Data supplied:
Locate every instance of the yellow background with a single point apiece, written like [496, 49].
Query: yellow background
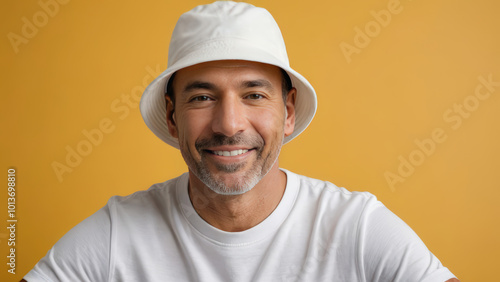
[393, 92]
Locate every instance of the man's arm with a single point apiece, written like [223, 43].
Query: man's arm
[82, 254]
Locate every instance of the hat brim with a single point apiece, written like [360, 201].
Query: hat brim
[153, 103]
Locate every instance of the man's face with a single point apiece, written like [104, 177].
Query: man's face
[230, 120]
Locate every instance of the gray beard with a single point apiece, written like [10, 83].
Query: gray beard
[245, 183]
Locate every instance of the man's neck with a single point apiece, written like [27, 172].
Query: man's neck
[238, 212]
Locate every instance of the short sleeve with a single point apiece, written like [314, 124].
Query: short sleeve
[389, 250]
[82, 254]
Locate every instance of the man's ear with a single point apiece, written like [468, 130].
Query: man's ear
[290, 112]
[171, 123]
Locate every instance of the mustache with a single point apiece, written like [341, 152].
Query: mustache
[217, 139]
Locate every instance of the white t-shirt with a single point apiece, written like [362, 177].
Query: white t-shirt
[318, 232]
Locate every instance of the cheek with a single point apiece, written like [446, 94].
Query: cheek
[190, 127]
[269, 123]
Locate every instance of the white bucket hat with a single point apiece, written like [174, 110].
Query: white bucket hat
[225, 30]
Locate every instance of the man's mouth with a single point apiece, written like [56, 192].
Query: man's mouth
[229, 153]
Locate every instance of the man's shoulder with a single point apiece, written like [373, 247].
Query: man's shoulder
[325, 189]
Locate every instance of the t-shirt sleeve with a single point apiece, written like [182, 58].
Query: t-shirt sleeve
[389, 250]
[82, 254]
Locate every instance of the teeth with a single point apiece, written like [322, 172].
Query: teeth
[230, 153]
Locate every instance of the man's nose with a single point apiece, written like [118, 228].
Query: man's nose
[229, 117]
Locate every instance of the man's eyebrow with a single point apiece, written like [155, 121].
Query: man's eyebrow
[257, 83]
[199, 85]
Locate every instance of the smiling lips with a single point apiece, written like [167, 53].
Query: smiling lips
[229, 153]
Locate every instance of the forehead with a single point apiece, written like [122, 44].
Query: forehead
[228, 71]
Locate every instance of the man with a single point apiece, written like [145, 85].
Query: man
[229, 100]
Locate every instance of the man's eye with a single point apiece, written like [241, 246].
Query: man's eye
[200, 99]
[255, 96]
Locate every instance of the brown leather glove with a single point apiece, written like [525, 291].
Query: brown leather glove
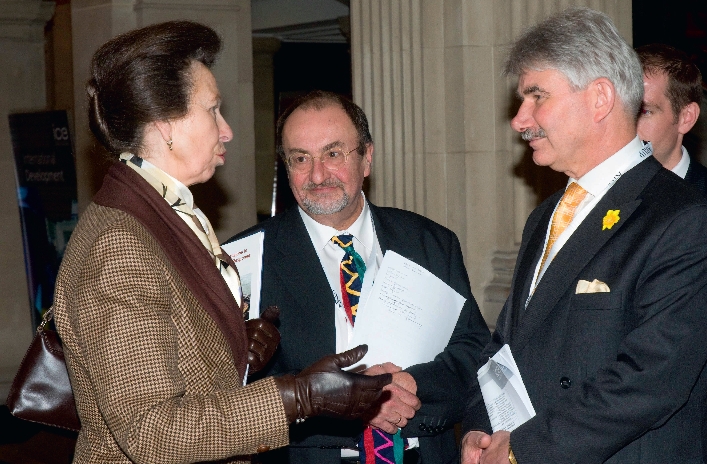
[323, 389]
[263, 338]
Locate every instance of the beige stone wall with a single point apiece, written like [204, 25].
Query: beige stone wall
[428, 74]
[229, 198]
[22, 88]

Task to complete: Please add 23 to each coordinate in the answers for the stretch from the line containing "Locate every instance of the smiling" through the end of the items, and write that whole stretch out again with every other line unchanged. Leave out the pictures.

Response to the exercise:
Locate every instance of the smiling lips with a single point apiece, written like [167, 53].
Query: smiling lips
[252, 176]
Locate every instance of the forehead with a single point apiece, written like [122, 44].
Query: forehead
[251, 94]
Locate every instance of the man with a single point apiece, written like [145, 85].
Query: man
[252, 123]
Locate every instance of the man's eye with a single point apiece, written like [241, 246].
Query: man's eye
[223, 122]
[278, 119]
Locate every instance of the brown leather glove with a single point apiece, written like [525, 291].
Query: brown leather glove
[346, 412]
[286, 361]
Locate every instance of the beige stone wall with a single point apiece, written like [204, 25].
Query: beige stone wall
[451, 97]
[252, 221]
[45, 111]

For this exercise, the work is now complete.